Efforts to reduce asthma attacks have had varying degrees of success. One common treatment is administering magnesium sulphate ions to improve airflow.
The usage of magnesium sulphate to treat bronchial asthma (in a clinical setting) dates back to 1936. It was at this time that Rossello and Pal observed that infusion of magnesium sulphate successfully relieved dyspnoea and stridor in patients with an asthmatic condition (Bucca & Rolla, 2003, p.2095). Magnesium interacts with calcium activity by inducing calcium channel blockade. In the airway, calcium is mobilised for smooth-muscles contraction. This comes from either extracellular store via voltage-sensitive calcium channels or from intracellular stores via receptors-operated channels (Bucca & Rolla, 2003, p.2095). Magnesium has been shown to cause bronchial smooth-muscles relaxation by either its action as a "physiologoic calcium antagonist" or by its action on adenyl cyclase activation (Noppen, 2002, p.396).

+++

# TO DO:
1 – Output the passage on magnesium sulphate and asthma from "The usage of" up to and including "(Noppen, 2002, p.396).".
2 – For each statement, answer yes or no on whether it agrees with the passage on magnesium sulphate and asthma, and quote the words from the passage that decide it. (a) Rossello and Pal observed that infusion of magnesium sulphate relieved dyspnoea and stridor in asthmatic patients. (b) Calcium for airway smooth-muscle contraction comes only from intracellular stores. (c) Magnesium has been shown to cause bronchial smooth-muscle contraction.
3 – Pick up the passage on magnesium sulphate and asthma after its final sentence and keep writing.

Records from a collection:
+++

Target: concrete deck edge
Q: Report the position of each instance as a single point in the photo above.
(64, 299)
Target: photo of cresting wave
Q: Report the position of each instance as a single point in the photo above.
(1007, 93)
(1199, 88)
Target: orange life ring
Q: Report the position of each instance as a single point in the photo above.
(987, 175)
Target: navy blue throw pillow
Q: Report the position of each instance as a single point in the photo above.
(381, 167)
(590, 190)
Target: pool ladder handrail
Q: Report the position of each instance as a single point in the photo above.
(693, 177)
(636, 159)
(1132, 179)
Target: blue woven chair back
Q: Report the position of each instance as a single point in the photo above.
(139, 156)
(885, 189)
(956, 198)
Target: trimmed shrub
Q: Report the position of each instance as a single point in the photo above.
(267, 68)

+++

# ANSWERS BELOW:
1 –
The usage of magnesium sulphate to treat bronchial asthma (in a clinical setting) dates back to 1936. It was at this time that Rossello and Pal observed that infusion of magnesium sulphate successfully relieved dyspnoea and stridor in patients with an asthmatic condition (Bucca & Rolla, 2003, p.2095). Magnesium interacts with calcium activity by inducing calcium channel blockade. In the airway, calcium is mobilised for smooth-muscles contraction. This comes from either extracellular store via voltage-sensitive calcium channels or from intracellular stores via receptors-operated channels (Bucca & Rolla, 2003, p.2095). Magnesium has been shown to cause bronchial smooth-muscles relaxation by either its action as a "physiologoic calcium antagonist" or by its action on adenyl cyclase activation (Noppen, 2002, p.396).

2 –
(a) Yes: "Rossello and Pal observed that infusion of magnesium sulphate successfully relieved dyspnoea and stridor in patients with an asthmatic condition"
(b) No: "This comes from either extracellular store via voltage-sensitive calcium channels or from intracellular stores via receptors-operated channels"
(c) No: "Magnesium has been shown to cause bronchial smooth-muscles relaxation"

3 –
A literature review of MgSO4 use in patients with exacerbations of severe acute asthma by Row & Camargo, Jr. (2008) shows intravenous MgSO4 is beneficial in acute asthma, while the evidence for inhaled MgSO4 is less convincing. Moreover, the role of replacement therapy with oral magnesium remains to be clarified. The use of intravenous MgSO4 remains uncommon, with emergency physicians appropriately restricting its use to patients with severe exacerbations.
There is conflicting opinion amongst researchers as to the most effective route of administering magnesium sulphate to treat asthma. This is mostly due to varying opinion as to which treatment is best for certain severities of asthma attacks, as opposed to the actual treatment itself. All agree that treatment is important; it is the route that is in debate.
IV vs. NB:
One study evaluated current practices by emergency physicians in the treatment of severe acute asthma in the United Kingdom. Magnesium Sulphate was used to relieve breathlessness and it was mostly given intravenously to patients having acute severe asthma and life-threatening exacerbations (Jones & Goodacre, 2009, p. 784).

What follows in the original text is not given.